§ EXERCISE REQUIREMENTS: From the line with "the woman in" through the final line, transcribe the material below character for character; include no other lines.

§ SUPPLIED INFORMATION:
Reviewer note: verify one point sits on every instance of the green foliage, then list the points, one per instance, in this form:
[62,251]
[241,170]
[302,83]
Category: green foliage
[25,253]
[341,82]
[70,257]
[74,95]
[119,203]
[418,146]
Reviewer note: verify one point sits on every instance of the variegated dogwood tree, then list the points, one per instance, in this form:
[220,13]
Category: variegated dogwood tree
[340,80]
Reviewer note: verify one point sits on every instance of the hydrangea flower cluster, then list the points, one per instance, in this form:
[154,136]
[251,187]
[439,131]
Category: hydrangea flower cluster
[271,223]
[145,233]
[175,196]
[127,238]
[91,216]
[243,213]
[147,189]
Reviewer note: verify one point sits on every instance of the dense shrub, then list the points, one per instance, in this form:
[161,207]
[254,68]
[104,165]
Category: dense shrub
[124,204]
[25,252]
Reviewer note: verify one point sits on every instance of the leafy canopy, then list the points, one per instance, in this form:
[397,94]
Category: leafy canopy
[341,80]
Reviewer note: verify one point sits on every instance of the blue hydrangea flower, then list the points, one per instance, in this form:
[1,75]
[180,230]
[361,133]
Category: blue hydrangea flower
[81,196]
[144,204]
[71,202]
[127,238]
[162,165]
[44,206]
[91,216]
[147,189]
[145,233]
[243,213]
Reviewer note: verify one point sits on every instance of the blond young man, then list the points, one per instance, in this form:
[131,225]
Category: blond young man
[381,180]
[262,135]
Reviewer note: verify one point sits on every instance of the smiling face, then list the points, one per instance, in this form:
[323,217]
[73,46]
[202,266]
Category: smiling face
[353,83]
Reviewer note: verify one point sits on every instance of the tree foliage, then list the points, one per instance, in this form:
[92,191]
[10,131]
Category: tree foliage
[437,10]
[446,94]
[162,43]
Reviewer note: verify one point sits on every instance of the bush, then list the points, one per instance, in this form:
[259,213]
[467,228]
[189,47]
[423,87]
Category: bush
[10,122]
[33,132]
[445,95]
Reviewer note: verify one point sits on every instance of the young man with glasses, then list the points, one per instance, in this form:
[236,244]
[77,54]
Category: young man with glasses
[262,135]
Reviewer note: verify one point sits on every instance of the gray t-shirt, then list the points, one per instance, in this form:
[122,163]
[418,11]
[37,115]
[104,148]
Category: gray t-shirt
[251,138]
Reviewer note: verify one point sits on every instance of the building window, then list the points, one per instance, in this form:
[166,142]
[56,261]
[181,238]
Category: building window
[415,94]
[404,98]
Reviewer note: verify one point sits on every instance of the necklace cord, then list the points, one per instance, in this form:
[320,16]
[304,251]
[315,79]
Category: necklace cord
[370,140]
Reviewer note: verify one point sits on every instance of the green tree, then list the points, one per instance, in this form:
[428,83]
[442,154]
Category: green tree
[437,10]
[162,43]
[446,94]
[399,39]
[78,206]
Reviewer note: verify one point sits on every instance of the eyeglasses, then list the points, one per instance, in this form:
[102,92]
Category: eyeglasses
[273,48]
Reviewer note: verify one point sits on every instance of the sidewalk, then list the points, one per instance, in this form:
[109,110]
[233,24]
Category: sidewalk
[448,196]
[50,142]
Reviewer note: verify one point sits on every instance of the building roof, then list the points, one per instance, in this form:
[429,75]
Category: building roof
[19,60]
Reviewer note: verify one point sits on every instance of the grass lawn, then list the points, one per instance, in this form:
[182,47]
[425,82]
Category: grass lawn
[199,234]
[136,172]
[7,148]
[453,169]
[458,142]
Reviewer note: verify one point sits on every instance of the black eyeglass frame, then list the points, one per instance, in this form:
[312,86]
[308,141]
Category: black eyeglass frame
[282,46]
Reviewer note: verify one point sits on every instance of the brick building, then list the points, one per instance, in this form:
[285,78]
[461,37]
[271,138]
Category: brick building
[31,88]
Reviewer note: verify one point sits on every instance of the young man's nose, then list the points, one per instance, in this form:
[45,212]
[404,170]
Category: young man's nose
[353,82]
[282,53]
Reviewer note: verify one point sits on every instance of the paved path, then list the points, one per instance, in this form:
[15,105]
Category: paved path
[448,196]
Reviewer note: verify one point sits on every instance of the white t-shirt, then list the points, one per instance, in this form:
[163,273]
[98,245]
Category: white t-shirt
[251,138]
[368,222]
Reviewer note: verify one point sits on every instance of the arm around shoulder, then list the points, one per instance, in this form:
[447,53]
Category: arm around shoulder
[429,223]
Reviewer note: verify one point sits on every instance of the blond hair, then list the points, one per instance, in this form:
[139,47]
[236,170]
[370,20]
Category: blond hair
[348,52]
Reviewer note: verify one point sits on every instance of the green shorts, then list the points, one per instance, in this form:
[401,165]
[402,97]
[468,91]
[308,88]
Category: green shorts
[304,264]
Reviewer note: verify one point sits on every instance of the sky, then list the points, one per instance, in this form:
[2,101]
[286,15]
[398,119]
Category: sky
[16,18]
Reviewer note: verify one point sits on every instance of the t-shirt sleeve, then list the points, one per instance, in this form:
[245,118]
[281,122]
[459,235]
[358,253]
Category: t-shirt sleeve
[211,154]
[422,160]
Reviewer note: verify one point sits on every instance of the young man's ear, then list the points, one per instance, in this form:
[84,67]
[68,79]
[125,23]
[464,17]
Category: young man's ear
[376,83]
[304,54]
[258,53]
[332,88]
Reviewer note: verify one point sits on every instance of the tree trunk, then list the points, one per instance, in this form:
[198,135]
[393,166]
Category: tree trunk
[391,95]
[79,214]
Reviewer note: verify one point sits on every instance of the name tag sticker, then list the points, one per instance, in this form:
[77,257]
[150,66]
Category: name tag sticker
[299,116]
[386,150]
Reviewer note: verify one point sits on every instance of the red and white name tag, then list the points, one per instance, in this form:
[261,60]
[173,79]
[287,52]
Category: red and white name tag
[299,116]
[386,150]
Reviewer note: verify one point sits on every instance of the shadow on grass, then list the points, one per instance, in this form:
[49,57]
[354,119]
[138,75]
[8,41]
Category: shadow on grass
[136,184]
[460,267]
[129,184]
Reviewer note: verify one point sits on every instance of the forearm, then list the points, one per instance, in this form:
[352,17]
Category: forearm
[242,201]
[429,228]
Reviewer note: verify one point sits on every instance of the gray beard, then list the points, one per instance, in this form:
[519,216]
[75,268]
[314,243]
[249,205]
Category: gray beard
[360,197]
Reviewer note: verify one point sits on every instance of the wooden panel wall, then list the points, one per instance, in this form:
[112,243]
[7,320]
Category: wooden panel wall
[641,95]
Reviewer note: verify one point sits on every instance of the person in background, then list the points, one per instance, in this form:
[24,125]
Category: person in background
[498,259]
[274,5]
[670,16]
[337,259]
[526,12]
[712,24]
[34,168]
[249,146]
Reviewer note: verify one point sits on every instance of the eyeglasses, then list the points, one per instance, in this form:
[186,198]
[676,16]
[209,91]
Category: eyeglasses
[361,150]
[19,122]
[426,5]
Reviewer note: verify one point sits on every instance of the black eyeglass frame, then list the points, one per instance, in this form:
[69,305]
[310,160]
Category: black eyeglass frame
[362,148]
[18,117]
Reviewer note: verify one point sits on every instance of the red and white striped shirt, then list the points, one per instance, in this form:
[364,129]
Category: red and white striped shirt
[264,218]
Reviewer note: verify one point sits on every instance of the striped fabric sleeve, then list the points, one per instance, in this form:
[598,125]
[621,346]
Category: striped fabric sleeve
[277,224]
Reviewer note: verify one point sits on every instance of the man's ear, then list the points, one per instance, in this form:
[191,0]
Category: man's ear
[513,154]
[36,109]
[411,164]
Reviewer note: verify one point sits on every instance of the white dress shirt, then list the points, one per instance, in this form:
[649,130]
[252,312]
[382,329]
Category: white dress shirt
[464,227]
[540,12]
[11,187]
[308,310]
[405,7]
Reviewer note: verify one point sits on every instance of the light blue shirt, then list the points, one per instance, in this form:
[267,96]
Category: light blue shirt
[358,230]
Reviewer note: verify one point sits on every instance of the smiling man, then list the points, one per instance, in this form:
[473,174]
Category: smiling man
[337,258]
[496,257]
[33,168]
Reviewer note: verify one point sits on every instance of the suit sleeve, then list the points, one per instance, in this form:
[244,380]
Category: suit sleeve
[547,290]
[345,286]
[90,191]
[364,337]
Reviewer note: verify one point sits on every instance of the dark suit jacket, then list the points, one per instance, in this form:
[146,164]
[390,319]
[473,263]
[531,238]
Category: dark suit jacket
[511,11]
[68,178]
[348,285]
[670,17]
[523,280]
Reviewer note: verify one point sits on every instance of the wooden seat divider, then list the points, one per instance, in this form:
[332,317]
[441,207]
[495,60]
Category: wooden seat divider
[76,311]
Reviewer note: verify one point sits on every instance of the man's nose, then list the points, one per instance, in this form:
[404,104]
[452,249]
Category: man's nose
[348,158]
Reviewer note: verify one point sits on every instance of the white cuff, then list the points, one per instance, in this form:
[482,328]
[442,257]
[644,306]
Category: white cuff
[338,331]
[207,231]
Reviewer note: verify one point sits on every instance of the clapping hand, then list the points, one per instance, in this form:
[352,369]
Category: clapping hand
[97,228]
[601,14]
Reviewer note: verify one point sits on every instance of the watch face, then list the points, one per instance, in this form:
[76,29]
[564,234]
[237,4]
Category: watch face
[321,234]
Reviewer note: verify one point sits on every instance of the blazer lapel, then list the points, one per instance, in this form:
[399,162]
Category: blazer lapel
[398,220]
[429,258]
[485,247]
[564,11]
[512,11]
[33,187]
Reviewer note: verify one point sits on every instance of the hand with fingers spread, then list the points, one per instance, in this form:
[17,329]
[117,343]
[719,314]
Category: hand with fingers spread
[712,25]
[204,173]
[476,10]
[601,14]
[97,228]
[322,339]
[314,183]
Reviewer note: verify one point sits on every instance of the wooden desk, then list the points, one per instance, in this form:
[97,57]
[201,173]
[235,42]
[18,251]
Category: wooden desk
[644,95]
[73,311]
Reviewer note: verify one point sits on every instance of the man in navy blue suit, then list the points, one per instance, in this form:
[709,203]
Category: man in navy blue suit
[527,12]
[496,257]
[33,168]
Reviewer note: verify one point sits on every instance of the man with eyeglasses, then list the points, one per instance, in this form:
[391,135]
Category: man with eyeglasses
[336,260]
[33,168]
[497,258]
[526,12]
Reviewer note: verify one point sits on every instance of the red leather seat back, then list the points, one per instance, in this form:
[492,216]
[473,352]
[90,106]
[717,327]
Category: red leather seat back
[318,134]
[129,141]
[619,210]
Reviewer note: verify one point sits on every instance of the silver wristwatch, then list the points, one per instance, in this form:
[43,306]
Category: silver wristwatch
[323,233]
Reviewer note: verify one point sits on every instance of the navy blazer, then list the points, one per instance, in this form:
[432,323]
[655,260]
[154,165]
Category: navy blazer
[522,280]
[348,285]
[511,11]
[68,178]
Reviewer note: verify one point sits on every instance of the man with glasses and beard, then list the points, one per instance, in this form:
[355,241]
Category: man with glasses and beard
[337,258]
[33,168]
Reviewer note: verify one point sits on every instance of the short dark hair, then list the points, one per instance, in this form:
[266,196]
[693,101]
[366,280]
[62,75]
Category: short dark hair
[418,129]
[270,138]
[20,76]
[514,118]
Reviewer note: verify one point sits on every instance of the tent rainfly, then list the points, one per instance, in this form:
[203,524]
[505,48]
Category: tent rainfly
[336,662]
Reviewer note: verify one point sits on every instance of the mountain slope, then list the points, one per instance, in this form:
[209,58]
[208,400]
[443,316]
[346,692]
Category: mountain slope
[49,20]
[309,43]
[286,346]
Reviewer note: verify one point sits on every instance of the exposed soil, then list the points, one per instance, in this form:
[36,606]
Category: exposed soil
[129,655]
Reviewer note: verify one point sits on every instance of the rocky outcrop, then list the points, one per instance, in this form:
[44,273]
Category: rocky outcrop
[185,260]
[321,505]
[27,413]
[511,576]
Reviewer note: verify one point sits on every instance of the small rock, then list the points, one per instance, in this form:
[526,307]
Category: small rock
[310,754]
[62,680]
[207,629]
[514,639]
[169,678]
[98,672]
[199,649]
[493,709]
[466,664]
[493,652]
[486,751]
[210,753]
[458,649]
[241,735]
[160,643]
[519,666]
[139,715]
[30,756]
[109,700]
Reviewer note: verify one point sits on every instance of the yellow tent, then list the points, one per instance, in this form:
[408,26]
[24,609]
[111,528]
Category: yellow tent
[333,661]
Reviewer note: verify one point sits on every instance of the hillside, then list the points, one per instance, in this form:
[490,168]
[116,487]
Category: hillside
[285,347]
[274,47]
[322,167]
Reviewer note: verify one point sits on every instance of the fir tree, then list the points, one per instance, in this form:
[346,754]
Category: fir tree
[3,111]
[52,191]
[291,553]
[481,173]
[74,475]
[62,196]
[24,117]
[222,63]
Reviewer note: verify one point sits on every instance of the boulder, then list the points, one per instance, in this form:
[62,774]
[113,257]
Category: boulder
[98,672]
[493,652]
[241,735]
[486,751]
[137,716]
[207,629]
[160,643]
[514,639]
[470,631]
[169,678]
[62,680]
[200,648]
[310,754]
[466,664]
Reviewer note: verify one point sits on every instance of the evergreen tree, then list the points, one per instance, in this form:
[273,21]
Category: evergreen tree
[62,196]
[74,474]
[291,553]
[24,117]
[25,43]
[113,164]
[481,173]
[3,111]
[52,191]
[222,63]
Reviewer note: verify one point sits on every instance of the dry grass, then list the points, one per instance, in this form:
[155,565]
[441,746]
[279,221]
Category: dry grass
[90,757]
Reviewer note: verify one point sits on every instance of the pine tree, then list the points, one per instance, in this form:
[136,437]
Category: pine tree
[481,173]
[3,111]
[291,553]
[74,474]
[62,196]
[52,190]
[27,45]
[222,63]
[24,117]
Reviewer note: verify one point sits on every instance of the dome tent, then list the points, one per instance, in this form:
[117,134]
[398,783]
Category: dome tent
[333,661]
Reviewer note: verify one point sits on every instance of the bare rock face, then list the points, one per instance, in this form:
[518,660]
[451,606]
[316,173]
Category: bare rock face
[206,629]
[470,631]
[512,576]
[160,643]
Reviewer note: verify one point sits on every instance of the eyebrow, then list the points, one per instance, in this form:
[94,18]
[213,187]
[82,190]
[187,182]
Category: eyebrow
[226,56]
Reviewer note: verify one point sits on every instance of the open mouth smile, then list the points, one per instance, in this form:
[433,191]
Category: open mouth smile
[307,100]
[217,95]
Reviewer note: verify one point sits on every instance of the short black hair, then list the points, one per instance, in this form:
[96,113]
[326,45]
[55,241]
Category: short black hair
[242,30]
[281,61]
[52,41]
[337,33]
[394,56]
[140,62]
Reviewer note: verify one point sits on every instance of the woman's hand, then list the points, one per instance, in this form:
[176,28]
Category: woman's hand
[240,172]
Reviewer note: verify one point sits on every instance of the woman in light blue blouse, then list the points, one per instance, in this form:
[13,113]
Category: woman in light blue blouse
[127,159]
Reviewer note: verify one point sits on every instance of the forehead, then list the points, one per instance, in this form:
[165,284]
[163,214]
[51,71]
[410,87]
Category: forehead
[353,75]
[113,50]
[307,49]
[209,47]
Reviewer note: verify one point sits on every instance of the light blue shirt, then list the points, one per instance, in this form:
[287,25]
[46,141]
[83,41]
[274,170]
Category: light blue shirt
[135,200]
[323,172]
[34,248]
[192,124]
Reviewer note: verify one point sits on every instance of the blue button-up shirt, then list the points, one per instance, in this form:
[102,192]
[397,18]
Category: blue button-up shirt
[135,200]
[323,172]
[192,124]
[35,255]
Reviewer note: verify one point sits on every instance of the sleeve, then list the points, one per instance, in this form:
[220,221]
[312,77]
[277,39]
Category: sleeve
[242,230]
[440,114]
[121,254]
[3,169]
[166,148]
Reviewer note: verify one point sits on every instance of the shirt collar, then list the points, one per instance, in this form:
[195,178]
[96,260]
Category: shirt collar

§ SOLUTION:
Reviewer note: verify one point sits on every instance of the woman in light blue blouse, then list the points, one per instance, in this form:
[13,113]
Category: woman in light blue blouse
[127,159]
Reviewer note: verify one point sits on every instance of the forehead, then list the points, one per instance, in this form:
[165,284]
[163,214]
[51,71]
[410,87]
Category: forehead
[353,75]
[113,50]
[307,49]
[209,47]
Reviewer note: verify one point sits on every instance of the light blue shirt, then list the points, one per instance, in this form:
[287,25]
[46,141]
[83,41]
[274,170]
Category: light blue shirt
[135,200]
[323,172]
[34,248]
[192,124]
Reviewer note: verify one point sits on every instance of the blue button-up shirt, then list the points, one per instance, in this form:
[102,192]
[397,18]
Category: blue button-up shirt
[135,200]
[323,172]
[192,124]
[35,255]
Reviewer note: verify one point sits on every instance of the sleeve, then list the points, one per instance, in this form:
[220,221]
[312,77]
[277,39]
Category: sleeve
[242,230]
[440,114]
[121,254]
[3,169]
[166,148]
Reviewer note: verify one point sits on every instance of the shirt collar, then list the points, one per instance, in this form:
[195,178]
[96,260]
Category: shirt collar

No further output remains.